### DESCRIPTION OF THE TASK
Transcribe all of the records precisely as they are presented.

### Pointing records
**********
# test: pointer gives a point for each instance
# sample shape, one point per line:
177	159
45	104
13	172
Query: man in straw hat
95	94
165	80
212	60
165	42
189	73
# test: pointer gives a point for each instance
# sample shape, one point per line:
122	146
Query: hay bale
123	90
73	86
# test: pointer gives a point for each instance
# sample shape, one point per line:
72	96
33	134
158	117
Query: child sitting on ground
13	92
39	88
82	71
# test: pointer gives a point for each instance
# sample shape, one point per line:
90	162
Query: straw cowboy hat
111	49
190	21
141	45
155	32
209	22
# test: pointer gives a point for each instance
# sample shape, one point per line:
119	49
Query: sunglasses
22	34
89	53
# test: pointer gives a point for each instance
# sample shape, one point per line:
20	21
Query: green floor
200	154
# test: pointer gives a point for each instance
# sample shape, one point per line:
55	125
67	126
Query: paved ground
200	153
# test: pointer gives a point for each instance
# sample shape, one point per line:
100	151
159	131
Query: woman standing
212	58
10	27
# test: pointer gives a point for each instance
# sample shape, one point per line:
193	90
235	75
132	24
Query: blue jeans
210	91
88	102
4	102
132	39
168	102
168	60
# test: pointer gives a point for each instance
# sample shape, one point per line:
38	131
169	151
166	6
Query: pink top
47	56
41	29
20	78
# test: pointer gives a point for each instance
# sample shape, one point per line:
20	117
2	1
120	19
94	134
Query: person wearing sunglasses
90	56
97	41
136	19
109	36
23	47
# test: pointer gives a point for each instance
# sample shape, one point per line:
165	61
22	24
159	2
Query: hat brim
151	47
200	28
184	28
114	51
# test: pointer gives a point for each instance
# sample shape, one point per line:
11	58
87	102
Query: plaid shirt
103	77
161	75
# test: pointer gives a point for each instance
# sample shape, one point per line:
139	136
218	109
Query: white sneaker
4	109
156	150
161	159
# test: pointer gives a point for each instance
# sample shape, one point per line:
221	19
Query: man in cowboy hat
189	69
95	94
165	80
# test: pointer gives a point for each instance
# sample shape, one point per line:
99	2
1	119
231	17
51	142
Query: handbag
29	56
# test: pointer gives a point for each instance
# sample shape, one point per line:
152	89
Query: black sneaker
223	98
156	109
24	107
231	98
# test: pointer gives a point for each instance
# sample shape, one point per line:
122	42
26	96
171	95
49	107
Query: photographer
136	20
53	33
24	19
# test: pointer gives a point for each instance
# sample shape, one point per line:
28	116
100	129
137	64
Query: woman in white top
**********
### SOLUTION FOR THIS EXERCISE
# test: pointer gives a point for each instance
# sample shape, one point per line:
177	159
45	104
13	172
Query: man in straw hat
95	94
165	80
212	60
165	42
189	73
# test: pointer gives a point for each instance
# sample shape, one point per line:
122	146
Query: hay bale
123	90
73	86
# test: pointer gives a point for each instance
# sample shape, one point per line:
72	96
33	134
158	117
Query: child sitting on ground
13	92
39	88
82	71
# test: pointer gives a point for each instance
# sample shape, one point per line:
90	162
Query: straw cowboy hat
111	49
190	21
141	45
155	32
209	22
# test: pointer gives a point for each instance
# sample shape, one point per line:
119	49
Query: sunglasses
22	34
89	53
# test: pointer gives a point for each instance
# sample shape, one point per line:
20	21
Query: green floor
200	154
# test: pointer gives a point for each instance
# sample shape, one point per line:
55	125
67	126
Query: paved ground
200	153
# test: pointer gives a point for each instance
# sample shape, one point per line:
100	151
159	131
Query: woman standing
212	58
10	27
# test: pointer gives a point for each instance
# sample shape, one point per line:
193	90
235	75
132	24
Query: blue jeans
210	91
88	102
4	102
132	39
168	102
168	60
# test: pointer gives a point for each instance
# sample shape, one point per line:
38	131
169	151
166	6
Query: pink top
47	56
41	29
20	78
# test: pointer gives a point for each instance
# sample shape, one point per line:
20	117
2	1
120	19
94	134
Query: person wearing sunglasses
90	56
97	41
136	19
109	36
23	47
# test: pointer gives a point for each instance
# sample shape, one point per line:
165	61
22	24
159	2
Query: hat brim
151	47
200	28
184	28
114	51
# test: pointer gives a point for each instance
# sample shape, one point per line:
11	58
87	102
Query: plaid shirt
103	77
161	75
# test: pointer gives a point for each instance
# sample shape, one point per line:
139	136
218	109
Query: white sneaker
4	109
156	150
161	159
# test: pointer gives a point for each instance
# sample shape, one point per line:
221	19
Query: man in cowboy hat
189	69
95	94
165	80
# test: pointer gives a point for each instance
# sample shape, one point per line:
99	2
1	119
231	17
51	142
Query: handbag
29	56
# test: pointer gives a point for each instance
# sample shape, one point per line:
152	89
Query: black sneaker
223	98
156	109
24	107
231	98
# test: pointer gives a point for each instance
# sample shape, one point per line:
122	42
26	96
171	95
49	107
Query: photographer
136	20
53	33
24	19
# test: pointer gives a point for each instance
# sample shape, one point per line:
28	116
100	129
137	64
Query: woman in white top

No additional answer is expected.